#### Data to examine:
════════════════
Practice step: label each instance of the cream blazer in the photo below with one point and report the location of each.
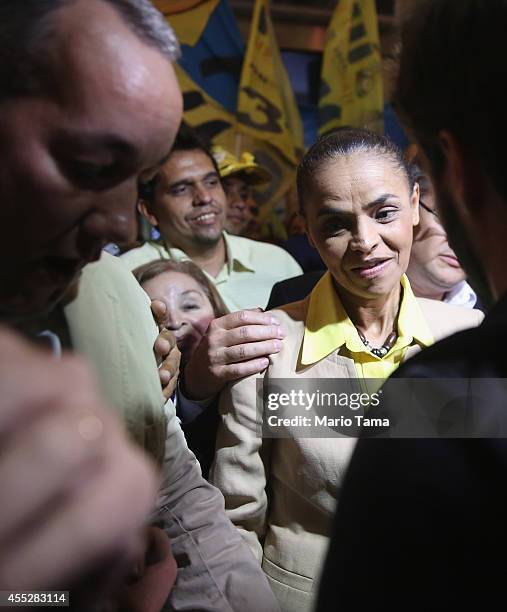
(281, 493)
════════════════
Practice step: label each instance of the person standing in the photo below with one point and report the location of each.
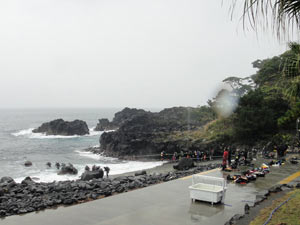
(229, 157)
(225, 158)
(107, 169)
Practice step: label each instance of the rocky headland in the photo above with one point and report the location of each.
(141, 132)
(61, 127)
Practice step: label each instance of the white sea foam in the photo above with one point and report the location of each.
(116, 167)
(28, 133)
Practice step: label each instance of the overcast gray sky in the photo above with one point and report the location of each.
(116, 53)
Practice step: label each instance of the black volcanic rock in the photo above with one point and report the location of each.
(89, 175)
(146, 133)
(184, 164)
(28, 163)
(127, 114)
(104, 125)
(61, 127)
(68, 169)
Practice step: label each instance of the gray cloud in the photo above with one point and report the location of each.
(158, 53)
════════════════
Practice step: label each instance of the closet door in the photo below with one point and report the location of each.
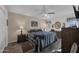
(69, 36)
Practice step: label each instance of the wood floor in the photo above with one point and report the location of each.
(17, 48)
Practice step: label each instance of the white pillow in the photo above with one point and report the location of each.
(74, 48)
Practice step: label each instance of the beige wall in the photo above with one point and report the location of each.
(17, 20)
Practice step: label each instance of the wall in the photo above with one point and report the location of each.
════════════════
#### Problem to work on:
When you reach the line containing "Practice step: label each instance of the white pillow" in the data above, start copying exactly, and stop after the line containing "Practice step: label each instance of the wall".

#### Completed exercise:
Practice step: label each instance of the white pillow in the photo above with one point and report the location of each.
(74, 48)
Practice step: label each instance of the beige wall in the photo above with one point and report the location of each.
(17, 20)
Practice step: label each instance of the wall in the photo above with one point and report the location of each.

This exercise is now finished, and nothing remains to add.